— Start TEXT SECTION —
Frontier AI Safety addresses the specific safety challenges posed by the most capable AI systems — the large-scale models at the cutting edge of capability development. As these systems demonstrate increasingly general capabilities, the safety challenges they pose become more complex and more consequential. Frontier AI safety research works to understand and address these challenges before they manifest in deployed systems.

AI Governance moves from the technical to the institutional — exploring the frameworks, standards, regulations, and international agreements that can effectively govern the development and deployment of AI systems. This is work at the intersection of computer science, political science, law, and international relations, and it is work that has become increasingly urgent as governments around the world grapple with how to regulate a technology they often do not fully understand.

Machine Learning Safety investigates the specific ways in which machine learning systems — the dominant paradigm of current AI development — can fail in safety-relevant ways. This includes work on adversarial robustness, out-of-distribution generalization, distributional shift, and the ways in which machine learning systems trained on historical data can produce harmful outcomes in deployment.
— End TEXT SECTION —
OBJECTIVE:
From the passage on AI safety research areas, write out word for word the part that opens with the words containing "AI Governance moves" and closes with "outcomes in deployment.".
— Start RECORD EXCERPTS —
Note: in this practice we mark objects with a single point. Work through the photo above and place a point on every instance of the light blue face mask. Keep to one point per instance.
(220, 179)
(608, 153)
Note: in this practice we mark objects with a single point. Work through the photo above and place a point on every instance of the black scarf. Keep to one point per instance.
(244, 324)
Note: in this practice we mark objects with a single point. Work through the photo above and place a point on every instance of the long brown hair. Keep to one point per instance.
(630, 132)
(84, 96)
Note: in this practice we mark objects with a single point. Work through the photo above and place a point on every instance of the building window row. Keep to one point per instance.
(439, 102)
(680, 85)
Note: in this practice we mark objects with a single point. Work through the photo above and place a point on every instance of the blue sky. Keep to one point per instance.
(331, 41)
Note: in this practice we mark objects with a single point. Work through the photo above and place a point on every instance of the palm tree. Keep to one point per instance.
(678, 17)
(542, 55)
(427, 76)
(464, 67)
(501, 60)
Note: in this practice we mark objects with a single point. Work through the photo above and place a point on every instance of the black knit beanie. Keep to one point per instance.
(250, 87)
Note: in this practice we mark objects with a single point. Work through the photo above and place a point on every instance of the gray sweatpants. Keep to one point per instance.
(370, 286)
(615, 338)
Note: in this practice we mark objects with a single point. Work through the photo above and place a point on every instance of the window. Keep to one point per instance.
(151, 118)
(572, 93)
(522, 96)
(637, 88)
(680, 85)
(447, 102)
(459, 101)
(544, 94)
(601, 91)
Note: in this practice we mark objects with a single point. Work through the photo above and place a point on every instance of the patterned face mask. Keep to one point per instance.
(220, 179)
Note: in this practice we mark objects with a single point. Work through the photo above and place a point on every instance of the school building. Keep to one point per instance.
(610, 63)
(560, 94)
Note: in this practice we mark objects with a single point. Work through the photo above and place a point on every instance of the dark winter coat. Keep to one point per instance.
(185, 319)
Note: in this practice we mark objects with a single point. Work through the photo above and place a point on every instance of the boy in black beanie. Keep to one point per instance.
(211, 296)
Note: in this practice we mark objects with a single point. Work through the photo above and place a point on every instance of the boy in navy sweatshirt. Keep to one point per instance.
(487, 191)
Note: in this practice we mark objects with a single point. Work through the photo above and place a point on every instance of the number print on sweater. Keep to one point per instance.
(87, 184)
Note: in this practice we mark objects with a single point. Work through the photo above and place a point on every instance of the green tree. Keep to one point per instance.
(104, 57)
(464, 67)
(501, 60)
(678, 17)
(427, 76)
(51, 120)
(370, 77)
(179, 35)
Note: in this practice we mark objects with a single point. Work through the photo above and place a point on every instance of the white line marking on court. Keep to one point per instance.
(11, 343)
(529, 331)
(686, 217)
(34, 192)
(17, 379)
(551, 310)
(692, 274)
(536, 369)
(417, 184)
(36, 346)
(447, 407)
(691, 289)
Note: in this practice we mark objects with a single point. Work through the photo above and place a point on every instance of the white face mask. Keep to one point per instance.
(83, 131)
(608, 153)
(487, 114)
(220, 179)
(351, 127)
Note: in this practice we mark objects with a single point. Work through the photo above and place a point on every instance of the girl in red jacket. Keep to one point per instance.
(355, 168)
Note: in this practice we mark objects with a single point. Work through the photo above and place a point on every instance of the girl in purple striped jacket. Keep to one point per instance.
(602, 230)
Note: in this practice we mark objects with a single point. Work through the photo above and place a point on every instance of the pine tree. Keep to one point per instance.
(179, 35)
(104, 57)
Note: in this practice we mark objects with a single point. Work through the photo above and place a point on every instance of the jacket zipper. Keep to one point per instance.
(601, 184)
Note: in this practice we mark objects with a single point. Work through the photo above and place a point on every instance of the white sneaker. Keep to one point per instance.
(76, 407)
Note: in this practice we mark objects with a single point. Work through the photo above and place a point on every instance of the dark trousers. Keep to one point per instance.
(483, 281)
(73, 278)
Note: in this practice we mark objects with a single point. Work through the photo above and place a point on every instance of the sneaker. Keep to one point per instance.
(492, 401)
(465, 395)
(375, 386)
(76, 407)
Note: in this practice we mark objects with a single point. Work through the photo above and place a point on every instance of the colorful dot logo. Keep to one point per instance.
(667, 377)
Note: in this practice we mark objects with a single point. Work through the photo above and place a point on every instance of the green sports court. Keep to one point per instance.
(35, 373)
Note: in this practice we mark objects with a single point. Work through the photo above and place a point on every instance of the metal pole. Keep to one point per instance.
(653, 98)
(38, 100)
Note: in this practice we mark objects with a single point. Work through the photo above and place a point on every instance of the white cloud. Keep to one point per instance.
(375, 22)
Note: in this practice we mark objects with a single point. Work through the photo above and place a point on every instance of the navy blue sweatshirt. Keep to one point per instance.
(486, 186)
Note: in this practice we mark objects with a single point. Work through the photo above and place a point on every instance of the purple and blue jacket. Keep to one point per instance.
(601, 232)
— End RECORD EXCERPTS —
THE RESULT:
AI Governance moves from the technical to the institutional — exploring the frameworks, standards, regulations, and international agreements that can effectively govern the development and deployment of AI systems. This is work at the intersection of computer science, political science, law, and international relations, and it is work that has become increasingly urgent as governments around the world grapple with how to regulate a technology they often do not fully understand.

Machine Learning Safety investigates the specific ways in which machine learning systems — the dominant paradigm of current AI development — can fail in safety-relevant ways. This includes work on adversarial robustness, out-of-distribution generalization, distributional shift, and the ways in which machine learning systems trained on historical data can produce harmful outcomes in deployment.